■ Reading text ■
An AI analyst that runs your data pipelines end-to-end, reports calibrated confidence on every result, and escalates to a human exactly when it shouldn't be trusted — getting sharper with each correction.
Modern science runs on software that most scientists were never trained to use — and can't easily tell whether to believe. Caliper does the analysis for you. And it does the one thing no tool does today: it tells you, honestly, when the answer is solid and when you should ask a human.
It is a ready-to-use agent. The calibrated-trust-and-feedback layer is what makes it worth trusting unattended.
Existing science agents build a curated toolbox and an agent to drive it, then hand you an answer with no bound on being wrong — so a resource-constrained scientist still can't act on it unattended. Caliper closes that gap, across fields.
| Layer | What it is |
|---|---|
| ① Domain Pack | A small, versioned registry of a field's vetted tools (metadata — the model already knows the rest). |
| ② Agent Core | Plan → pick tools → run code → keep a reproducible record. |
| ③ Trust & Feedback | Calibrated confidence on every result, a provable bound on confidently-wrong answers, escalation to a human, and recalibration from each correction. |
One core, swappable packs. Ships with a working bio pack (genomics); astro
is a skeleton proving the core is domain-agnostic.
Most science-AI agents focus on capability — assembling tools and automating the analysis. Caliper adds the piece they leave out: an honest, calibrated signal of when to trust the result, and the discipline to hand borderline cases back to a human.
| Curated tools | Runs analysis end-to-end | Calibrated confidence | Defers to a human when unsure | Learns from your corrections | |
|---|---|---|---|---|---|
| Caliper | ✅ | ✅ | ✅ | ✅ | ✅ |
| General-purpose science agents | ✅ | ✅ | — | — | — |
| Autonomous research agents | ✅ | ✅ | — | ✗ (no human in the loop) | — |
| A bare LLM + tools | partial | partial | — | — | — |
Others hand you an answer. Caliper hands you an answer plus a provable bound on how often it is wrong when it doesn't ask for help — and sharpens that judgment every time you correct it.

■ Task set ■
a) List every capability that the comparison table in the Caliper text above uses to compare Caliper with other agents.
b) Write the next part of the Caliper text, picking up after its final sentence.

■ Data ■

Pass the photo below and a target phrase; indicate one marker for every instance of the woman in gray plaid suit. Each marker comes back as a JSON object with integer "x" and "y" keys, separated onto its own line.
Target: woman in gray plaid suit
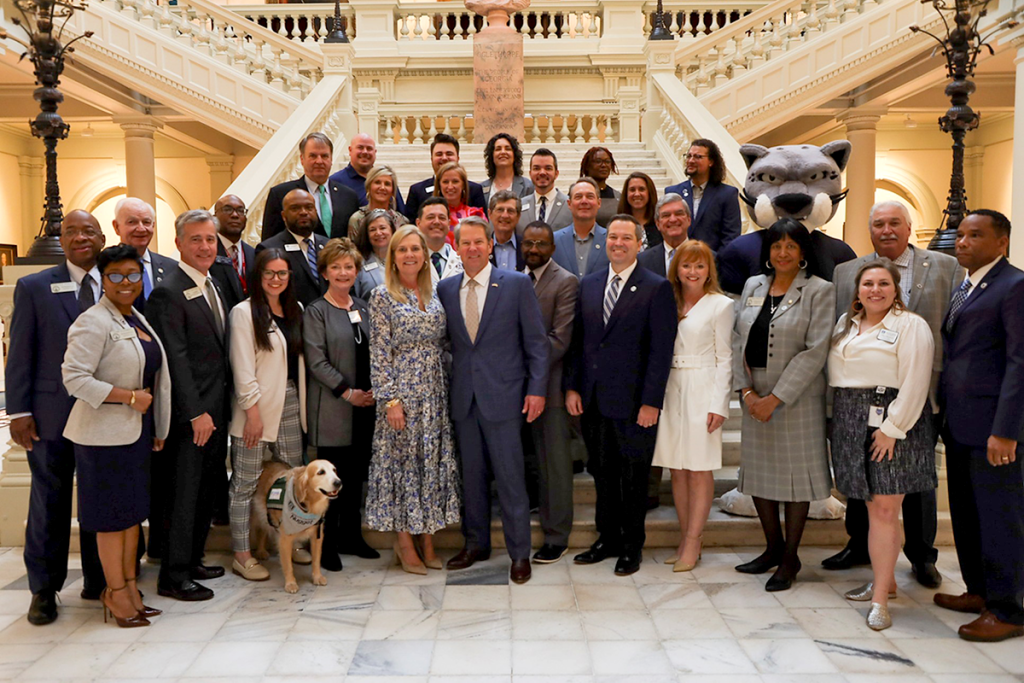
{"x": 783, "y": 326}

■ Answers by item number ■
a) Curated tools; Runs analysis end-to-end; Calibrated confidence; Defers to a human when unsure; Learns from your corrections

b)
Comparison reflects each category's described design at the time of writing. These are complementary efforts; Caliper's trust layer can in principle sit on top of an existing agent.
Give Caliper a rule in plain terms — "never let more than 1 in 10 of the answers you hand me unchecked be wrong" — and it keeps it. From a modest set of expert-checked examples it learns exactly how confident it must be before answering on its own; anything below that bar it escalates. The guarantee is finite-sample and distribution-free, and it holds even when the underlying judge is imperfect — because it would rather ask for help than mislead you.
pip install -e .
python examples/bio_demo.py # full run: analyze → grade confidence → decide
python examples/feedback_loop.py # watch it grow more confident as feedback arrives
python -m unittest discover -s testsProvider-agnostic via make_llm(provider=...) or the CALIPER_PROVIDER env var.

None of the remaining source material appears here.